What to work on: Only the lines of the data below from the one with "Target: clay flower pot" through the one with "Task: locate every instance of the barrel-shaped" are wanted. Repeat them exactly.

(Natural-language object grounding data)
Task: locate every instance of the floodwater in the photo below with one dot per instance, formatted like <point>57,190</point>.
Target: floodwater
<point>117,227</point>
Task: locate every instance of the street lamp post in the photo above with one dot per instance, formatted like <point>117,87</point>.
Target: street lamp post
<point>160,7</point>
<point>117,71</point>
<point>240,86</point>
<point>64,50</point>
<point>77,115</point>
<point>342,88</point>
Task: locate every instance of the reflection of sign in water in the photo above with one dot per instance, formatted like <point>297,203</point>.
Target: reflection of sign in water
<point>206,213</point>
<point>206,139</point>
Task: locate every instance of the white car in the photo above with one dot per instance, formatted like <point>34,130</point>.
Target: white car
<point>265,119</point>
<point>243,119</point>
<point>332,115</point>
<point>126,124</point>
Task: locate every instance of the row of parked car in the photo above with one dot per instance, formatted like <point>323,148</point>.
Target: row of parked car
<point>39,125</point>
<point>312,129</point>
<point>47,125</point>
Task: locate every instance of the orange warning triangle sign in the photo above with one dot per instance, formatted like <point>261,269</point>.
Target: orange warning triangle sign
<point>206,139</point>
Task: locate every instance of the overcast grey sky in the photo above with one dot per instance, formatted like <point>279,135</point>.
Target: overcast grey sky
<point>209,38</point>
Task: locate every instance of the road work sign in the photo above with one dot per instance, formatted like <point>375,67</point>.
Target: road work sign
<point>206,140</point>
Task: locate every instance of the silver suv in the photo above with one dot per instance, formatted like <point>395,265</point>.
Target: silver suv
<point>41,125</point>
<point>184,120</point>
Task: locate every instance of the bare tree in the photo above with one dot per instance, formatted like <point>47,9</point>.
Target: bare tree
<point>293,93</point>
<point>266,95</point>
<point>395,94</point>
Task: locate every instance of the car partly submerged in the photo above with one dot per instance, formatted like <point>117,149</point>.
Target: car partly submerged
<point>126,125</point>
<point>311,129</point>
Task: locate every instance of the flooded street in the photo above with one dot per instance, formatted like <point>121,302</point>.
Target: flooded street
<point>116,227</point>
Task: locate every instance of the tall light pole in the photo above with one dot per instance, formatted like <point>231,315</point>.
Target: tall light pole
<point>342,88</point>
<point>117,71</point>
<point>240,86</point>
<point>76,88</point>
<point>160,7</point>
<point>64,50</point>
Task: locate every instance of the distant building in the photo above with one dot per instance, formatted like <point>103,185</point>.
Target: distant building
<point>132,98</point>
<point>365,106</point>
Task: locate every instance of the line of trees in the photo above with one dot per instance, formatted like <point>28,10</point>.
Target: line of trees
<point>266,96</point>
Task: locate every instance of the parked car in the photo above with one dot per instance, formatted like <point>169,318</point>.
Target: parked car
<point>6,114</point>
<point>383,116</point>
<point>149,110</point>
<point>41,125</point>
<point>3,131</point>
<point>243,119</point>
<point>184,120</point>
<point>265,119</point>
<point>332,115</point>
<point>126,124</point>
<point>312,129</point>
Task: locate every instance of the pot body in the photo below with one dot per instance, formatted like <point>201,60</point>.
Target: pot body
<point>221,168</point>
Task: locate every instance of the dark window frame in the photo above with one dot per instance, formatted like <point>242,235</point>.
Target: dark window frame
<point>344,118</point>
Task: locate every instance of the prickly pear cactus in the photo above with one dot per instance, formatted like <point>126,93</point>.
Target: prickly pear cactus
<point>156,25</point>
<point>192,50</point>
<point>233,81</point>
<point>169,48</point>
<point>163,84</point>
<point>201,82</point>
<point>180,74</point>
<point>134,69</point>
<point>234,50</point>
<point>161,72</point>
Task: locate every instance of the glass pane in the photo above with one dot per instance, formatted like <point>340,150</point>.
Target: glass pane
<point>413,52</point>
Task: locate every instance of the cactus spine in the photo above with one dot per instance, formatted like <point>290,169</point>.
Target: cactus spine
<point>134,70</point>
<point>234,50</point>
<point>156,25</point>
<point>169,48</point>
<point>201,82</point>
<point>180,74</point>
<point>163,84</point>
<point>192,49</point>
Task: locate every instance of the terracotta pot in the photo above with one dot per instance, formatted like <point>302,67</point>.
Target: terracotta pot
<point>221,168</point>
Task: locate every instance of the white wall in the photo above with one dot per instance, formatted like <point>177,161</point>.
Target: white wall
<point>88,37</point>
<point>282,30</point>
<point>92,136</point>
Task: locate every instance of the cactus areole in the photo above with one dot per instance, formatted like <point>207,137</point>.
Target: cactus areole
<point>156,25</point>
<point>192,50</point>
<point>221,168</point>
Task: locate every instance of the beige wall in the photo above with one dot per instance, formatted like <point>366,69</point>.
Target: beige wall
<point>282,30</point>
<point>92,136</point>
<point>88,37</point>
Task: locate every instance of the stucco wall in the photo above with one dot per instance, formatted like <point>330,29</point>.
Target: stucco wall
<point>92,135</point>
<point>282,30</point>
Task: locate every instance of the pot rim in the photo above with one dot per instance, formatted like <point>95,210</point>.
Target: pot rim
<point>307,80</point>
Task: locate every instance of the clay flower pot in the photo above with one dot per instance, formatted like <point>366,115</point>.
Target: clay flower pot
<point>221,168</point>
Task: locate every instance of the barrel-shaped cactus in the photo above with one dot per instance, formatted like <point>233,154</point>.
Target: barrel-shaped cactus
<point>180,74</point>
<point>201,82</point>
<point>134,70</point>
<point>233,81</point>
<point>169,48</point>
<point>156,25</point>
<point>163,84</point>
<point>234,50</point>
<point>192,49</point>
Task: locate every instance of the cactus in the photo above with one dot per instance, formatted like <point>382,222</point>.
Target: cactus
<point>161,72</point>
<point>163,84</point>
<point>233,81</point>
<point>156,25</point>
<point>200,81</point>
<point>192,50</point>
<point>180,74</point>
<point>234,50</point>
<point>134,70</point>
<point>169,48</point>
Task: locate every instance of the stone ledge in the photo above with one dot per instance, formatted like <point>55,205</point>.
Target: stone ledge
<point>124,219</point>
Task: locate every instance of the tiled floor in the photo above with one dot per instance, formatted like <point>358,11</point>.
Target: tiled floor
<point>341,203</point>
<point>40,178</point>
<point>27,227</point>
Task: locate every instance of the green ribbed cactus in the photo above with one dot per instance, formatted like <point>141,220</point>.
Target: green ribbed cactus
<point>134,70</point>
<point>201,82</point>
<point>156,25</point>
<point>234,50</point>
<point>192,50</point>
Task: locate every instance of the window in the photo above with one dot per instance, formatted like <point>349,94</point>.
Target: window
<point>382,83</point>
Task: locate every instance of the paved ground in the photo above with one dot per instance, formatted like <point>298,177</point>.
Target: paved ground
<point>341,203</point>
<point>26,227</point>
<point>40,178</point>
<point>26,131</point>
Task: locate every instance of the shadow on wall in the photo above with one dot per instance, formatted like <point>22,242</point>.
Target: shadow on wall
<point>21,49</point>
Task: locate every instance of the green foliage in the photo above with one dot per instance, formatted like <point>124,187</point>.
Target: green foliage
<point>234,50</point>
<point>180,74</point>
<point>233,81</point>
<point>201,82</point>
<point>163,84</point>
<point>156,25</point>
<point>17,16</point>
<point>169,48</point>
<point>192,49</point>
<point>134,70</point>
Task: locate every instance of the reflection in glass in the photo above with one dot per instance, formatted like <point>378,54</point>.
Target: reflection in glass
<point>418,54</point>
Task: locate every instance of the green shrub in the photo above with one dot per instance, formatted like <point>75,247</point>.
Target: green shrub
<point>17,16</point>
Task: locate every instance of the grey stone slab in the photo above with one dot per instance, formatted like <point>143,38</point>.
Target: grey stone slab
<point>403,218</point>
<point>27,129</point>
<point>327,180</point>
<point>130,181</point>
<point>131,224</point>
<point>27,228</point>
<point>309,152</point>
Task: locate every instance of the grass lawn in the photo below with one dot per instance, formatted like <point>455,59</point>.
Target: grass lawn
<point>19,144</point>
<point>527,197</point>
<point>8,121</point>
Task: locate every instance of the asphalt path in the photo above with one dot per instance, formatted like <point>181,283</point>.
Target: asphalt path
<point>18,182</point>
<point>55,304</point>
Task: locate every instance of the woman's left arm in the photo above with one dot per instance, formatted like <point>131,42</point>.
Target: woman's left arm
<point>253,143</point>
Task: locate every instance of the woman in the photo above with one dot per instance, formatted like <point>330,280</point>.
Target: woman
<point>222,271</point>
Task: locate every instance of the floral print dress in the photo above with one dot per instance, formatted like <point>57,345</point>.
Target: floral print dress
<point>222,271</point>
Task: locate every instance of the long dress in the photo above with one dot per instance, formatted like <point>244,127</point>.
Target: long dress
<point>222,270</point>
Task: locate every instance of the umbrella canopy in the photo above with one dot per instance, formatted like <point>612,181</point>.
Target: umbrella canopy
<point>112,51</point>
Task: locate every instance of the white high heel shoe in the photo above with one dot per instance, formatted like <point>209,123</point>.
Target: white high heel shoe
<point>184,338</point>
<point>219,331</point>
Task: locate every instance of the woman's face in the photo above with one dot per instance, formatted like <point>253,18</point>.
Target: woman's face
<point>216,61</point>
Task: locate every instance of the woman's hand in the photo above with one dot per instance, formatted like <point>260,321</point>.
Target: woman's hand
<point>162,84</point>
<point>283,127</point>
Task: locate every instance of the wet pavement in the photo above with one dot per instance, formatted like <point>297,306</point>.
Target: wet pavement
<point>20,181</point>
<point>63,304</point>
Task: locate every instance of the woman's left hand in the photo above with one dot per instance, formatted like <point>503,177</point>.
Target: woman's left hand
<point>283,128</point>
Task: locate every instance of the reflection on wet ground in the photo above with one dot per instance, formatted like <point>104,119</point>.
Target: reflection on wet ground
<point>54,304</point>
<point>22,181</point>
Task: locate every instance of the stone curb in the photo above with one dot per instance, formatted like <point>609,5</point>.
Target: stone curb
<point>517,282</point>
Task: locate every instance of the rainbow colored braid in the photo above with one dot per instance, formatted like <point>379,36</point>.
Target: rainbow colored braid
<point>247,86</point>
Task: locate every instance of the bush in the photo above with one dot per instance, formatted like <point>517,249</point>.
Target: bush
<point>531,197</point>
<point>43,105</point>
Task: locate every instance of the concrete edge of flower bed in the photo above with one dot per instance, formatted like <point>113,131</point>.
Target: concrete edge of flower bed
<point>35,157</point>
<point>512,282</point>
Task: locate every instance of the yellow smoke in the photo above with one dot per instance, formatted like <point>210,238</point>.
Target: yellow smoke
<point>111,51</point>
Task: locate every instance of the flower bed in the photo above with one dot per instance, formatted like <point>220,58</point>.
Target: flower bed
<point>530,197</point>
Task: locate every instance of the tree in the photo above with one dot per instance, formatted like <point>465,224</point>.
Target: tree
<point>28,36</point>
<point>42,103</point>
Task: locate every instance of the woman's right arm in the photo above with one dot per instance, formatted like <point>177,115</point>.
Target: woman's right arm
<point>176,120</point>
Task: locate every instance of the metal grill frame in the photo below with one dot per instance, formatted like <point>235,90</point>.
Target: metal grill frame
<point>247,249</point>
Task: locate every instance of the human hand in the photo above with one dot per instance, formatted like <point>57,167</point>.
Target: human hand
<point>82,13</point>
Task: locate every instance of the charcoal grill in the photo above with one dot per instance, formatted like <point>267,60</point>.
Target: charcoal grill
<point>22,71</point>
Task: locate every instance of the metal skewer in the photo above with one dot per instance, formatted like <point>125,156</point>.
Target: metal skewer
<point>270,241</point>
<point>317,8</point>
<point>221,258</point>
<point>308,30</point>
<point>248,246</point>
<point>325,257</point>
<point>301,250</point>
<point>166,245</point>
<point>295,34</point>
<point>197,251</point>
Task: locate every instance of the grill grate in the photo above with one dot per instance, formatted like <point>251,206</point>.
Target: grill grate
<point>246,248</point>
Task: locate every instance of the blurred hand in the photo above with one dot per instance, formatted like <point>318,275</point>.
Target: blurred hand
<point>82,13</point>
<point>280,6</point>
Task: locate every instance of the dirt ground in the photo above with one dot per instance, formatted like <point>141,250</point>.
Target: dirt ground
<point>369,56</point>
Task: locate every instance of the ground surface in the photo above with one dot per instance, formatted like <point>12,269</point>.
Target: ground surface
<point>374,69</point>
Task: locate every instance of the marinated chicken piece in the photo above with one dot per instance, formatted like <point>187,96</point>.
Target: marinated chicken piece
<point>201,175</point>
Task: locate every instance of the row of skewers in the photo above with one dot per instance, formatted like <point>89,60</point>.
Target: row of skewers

Answer to the exercise:
Target: clay flower pot
<point>221,168</point>
Task: locate every instance of the barrel-shaped cactus in the photo above with one dot per instance, formatted like <point>233,154</point>.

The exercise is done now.